-------- Text section

A major pro of a wedding band is that you and your guests will get to enjoy live music all night long (and some offer musicians that can play during your ceremony as well!). While you may be limited artist-wise, live bands are extremely well-versed in different genres. They can create a set of upbeat dance songs and romantic slow songs so that you have the reception of your dreams. Plus, most wedding bands are willing to learn any special requests (like that song you and you S.O. were listening when you had your first kiss). Not only will they provide an unforgettable set, these talented musicians will also help keep the energy of the room up.
So, Wedding Band or DJ? (Or Both)
The decision is entirely up to you and your partner. If you're struggling with the band vs. DJ debate during the wedding planning process, think about the songs you'd like to hear at your reception. If you absolutely need to hear Whitney Houston sing at your reception, then maybe a DJ is the way to go. But if you'd rather hear a special guitar solo live, then a wedding band might be your best choice.
"In our experience, you will get a more diverse music selection with a DJ," says Hastings. "They tend to be more flexible as they aren't working from a set list. They can typically play more songs and more diverse songs in the time frame. Bands tend to be more engaged with the crowd, and while they play fewer songs they are able to really work the crowd and feed off of their energy—and let's be real, who doesn't love live music. You'll have to really know your crowd to make sure they can vibe with the songs you select from the band."
Either way, these wedding pros will ensure that your dance floor is packed all night long.
Of course, you don't have to choose between a DJ or a band. If you want both pros at your wedding reception, you can book both. Split the time between a band and a DJ for the ultimate wedding reception. Or, you can hire one vendor for your reception and the other for your after-party. Either way, you'll get all the excitement of live music plus all the variety a DJ offers. How's that for compromise?

----------------

## [Brief]
In one to three sentences, explain why the text on choosing a wedding band or DJ says a DJ offers a more diverse music selection.

-------- Raw data

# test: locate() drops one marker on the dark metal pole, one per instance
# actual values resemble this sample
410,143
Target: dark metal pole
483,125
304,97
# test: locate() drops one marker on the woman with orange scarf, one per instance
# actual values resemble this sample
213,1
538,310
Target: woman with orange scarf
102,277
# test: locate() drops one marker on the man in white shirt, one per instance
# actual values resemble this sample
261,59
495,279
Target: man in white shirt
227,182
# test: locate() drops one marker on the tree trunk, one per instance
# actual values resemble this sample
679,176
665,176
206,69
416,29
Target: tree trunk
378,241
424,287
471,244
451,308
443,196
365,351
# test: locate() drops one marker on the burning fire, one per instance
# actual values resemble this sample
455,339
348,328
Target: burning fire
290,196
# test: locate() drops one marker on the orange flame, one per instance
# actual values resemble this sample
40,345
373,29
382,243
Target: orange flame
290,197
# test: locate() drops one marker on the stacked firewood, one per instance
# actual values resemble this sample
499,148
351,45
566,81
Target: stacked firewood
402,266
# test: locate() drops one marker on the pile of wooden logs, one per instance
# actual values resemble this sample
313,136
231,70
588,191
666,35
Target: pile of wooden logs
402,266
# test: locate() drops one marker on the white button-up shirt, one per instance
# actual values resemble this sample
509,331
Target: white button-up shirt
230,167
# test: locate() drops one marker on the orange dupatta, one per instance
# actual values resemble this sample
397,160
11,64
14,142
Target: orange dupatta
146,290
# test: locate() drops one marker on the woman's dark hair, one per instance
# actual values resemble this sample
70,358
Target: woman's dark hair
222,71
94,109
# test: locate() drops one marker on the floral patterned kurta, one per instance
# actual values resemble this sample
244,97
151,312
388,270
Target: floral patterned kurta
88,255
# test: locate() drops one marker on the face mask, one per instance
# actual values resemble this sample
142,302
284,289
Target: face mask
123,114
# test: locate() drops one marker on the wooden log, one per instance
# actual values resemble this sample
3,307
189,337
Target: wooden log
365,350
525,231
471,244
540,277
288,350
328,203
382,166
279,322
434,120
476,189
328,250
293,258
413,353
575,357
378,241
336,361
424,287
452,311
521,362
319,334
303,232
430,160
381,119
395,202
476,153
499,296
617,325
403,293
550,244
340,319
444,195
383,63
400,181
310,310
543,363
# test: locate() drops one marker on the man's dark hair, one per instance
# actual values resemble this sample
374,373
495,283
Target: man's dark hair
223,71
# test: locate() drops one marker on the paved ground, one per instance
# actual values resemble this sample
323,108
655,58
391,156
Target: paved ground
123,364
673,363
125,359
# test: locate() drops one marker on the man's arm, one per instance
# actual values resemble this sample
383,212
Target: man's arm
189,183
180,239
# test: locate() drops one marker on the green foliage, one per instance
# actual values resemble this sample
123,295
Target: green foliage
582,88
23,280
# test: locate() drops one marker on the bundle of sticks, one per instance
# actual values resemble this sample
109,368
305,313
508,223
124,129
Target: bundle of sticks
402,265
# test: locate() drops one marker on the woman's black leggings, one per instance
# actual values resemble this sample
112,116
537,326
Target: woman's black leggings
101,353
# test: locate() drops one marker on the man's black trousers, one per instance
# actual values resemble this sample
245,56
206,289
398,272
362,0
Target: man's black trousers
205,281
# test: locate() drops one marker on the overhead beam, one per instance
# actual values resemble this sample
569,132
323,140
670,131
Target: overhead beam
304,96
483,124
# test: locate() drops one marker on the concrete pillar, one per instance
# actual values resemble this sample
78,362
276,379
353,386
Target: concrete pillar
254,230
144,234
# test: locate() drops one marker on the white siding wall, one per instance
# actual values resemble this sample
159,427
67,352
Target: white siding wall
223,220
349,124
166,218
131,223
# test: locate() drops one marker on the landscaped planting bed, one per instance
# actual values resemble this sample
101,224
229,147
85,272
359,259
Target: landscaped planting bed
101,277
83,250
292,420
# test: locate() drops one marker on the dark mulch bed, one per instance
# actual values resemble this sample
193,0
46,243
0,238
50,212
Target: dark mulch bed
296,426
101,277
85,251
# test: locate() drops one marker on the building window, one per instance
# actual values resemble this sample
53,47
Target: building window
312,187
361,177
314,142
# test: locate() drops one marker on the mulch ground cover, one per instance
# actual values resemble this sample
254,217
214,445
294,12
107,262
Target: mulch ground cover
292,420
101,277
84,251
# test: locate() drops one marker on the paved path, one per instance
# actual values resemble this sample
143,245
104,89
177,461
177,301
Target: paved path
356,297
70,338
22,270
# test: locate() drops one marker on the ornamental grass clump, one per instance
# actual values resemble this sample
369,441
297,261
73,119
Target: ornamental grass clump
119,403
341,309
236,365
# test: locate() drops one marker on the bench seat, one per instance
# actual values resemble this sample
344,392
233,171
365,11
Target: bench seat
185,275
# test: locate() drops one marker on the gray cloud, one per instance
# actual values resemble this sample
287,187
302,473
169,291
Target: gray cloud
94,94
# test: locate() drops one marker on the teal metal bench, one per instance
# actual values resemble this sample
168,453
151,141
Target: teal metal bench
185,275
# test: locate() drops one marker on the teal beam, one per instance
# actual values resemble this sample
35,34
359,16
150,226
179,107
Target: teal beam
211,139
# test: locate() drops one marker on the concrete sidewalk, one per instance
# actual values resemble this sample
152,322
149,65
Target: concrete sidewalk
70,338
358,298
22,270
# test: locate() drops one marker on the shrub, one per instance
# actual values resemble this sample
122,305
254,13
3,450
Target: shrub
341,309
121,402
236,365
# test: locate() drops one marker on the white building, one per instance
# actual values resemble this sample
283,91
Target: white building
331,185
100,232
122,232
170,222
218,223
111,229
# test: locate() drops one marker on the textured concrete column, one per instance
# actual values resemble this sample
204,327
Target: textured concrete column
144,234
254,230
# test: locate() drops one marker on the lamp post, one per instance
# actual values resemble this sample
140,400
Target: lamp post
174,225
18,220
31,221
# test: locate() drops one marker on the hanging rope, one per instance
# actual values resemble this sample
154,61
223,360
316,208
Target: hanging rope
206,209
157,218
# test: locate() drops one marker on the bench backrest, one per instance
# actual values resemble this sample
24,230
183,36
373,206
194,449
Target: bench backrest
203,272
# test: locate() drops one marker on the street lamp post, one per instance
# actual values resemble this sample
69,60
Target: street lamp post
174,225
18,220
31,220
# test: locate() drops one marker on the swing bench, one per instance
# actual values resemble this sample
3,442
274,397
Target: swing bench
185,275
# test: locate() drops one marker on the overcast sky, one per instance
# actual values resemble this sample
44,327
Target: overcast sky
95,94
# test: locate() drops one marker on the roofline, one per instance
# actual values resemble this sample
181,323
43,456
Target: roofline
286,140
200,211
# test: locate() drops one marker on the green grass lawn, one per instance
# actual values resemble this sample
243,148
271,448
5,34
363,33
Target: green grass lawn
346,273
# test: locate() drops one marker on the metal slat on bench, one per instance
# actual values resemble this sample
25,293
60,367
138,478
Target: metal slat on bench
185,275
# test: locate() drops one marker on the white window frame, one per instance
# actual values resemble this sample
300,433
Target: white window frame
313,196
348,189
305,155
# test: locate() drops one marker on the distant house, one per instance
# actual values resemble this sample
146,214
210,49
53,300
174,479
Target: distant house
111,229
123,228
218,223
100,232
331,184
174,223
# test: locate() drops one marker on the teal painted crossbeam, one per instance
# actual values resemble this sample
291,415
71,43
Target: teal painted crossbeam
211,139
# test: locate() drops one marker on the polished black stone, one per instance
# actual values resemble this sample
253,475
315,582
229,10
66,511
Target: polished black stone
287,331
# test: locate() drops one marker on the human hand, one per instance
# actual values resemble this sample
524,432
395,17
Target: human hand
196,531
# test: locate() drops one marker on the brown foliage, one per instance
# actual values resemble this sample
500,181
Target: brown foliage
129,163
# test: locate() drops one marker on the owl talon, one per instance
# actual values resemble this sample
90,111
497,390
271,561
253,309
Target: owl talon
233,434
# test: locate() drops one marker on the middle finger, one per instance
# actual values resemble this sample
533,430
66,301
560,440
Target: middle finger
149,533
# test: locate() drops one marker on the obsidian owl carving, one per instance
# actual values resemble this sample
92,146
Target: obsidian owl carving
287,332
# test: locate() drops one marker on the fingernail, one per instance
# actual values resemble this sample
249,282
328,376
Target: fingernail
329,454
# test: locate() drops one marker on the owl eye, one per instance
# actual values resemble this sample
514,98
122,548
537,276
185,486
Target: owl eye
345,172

----------------

## [Response to this exercise]
A DJ is more flexible because they aren't working from a set list. As a result, a DJ can typically play more songs, and more diverse songs, in the same time frame.